Exercise directions → Take the material below and output exactly the run of lines from the one containing "Highlight black induction cooktop." down to the one containing "Highlight wooden stilt.", with both included.

Given data →
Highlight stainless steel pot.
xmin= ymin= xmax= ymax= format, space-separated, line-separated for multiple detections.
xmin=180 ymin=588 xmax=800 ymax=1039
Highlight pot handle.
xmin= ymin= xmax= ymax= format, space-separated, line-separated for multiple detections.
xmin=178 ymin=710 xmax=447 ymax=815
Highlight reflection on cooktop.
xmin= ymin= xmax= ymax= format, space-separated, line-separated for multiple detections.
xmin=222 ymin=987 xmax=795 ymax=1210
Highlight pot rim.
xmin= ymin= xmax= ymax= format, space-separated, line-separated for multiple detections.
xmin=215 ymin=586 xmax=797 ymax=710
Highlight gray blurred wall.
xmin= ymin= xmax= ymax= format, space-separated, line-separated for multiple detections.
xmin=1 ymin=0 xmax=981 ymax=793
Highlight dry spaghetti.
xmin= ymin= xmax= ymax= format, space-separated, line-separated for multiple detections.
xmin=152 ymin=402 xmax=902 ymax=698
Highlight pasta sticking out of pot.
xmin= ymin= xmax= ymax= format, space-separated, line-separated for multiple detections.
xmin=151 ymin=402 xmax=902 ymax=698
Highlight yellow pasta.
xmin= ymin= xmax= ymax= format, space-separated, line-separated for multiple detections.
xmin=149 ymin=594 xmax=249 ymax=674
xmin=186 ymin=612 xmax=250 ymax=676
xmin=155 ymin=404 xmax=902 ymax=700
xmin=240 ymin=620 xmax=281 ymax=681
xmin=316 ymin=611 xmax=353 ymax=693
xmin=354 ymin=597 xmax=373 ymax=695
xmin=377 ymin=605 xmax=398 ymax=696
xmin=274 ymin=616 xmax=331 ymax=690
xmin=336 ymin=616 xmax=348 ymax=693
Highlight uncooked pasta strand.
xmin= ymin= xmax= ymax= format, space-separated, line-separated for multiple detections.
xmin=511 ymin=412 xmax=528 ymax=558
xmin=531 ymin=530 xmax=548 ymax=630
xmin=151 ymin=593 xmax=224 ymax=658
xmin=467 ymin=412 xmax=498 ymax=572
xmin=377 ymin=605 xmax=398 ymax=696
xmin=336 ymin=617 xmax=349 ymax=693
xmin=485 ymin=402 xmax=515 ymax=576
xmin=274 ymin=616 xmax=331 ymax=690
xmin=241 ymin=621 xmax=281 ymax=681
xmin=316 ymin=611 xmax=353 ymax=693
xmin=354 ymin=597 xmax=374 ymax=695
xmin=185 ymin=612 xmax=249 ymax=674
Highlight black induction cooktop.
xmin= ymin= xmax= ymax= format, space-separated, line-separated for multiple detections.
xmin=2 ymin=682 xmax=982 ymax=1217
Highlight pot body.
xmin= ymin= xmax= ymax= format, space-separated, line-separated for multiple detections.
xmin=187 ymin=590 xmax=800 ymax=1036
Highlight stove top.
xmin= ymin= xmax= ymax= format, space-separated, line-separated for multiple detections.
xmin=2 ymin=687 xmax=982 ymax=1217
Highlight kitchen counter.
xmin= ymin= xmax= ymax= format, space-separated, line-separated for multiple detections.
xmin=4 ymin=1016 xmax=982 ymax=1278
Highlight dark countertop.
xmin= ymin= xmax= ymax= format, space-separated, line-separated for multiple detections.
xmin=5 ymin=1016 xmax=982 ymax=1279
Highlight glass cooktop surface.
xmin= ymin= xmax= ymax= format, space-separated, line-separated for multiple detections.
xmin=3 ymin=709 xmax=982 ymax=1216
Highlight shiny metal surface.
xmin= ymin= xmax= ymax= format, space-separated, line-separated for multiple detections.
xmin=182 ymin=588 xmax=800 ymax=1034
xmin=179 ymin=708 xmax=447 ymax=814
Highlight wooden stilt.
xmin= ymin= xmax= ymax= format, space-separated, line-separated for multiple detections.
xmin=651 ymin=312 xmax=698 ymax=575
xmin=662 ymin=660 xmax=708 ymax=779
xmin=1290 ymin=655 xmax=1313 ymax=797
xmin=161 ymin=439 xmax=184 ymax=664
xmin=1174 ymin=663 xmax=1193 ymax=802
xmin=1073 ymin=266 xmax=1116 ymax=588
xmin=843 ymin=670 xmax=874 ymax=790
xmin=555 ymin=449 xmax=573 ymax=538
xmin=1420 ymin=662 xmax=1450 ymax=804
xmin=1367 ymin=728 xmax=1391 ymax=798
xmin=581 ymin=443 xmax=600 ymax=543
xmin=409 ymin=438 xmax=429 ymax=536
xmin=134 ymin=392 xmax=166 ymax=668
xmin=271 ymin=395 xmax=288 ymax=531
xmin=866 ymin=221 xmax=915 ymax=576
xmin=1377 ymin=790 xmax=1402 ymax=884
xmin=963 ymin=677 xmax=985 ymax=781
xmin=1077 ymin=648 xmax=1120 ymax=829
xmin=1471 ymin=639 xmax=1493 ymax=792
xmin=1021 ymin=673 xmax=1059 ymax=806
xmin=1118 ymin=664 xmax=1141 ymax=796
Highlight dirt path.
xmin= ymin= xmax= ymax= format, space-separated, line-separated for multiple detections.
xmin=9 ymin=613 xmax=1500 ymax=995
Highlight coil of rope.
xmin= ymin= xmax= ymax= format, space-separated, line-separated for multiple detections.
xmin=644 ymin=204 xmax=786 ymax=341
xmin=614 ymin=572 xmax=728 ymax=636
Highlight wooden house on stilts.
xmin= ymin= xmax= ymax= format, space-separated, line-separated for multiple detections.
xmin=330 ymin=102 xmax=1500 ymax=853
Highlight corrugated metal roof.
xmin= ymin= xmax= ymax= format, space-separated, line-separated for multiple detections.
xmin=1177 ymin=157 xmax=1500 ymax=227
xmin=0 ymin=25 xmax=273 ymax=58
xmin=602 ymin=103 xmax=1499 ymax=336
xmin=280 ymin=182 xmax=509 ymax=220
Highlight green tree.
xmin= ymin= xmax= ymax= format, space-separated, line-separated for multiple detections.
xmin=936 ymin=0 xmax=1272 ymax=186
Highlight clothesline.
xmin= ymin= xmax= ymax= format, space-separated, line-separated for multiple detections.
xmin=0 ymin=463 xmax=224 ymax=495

Exercise response →
Highlight black induction cooktop.
xmin= ymin= xmax= ymax= format, space-separated, line-separated for multiple detections.
xmin=2 ymin=682 xmax=982 ymax=1217
Highlight pot body.
xmin= ymin= xmax= ymax= format, space-separated, line-separated for multiple detections.
xmin=187 ymin=590 xmax=800 ymax=1036
Highlight stove top.
xmin= ymin= xmax= ymax= format, space-separated, line-separated for multiple detections.
xmin=2 ymin=687 xmax=982 ymax=1217
Highlight kitchen counter.
xmin= ymin= xmax= ymax= format, space-separated, line-separated for multiple detections.
xmin=4 ymin=1016 xmax=982 ymax=1278
Highlight dark countertop.
xmin= ymin= xmax= ymax= format, space-separated, line-separated for multiple detections.
xmin=5 ymin=1016 xmax=982 ymax=1279
Highlight glass cooktop surface.
xmin= ymin= xmax= ymax= format, space-separated, line-separated for multiple detections.
xmin=3 ymin=709 xmax=982 ymax=1216
Highlight shiny metal surface.
xmin= ymin= xmax= ymax= format, space-separated, line-separated for multiple detections.
xmin=182 ymin=588 xmax=800 ymax=1034
xmin=179 ymin=708 xmax=447 ymax=814
Highlight wooden stilt.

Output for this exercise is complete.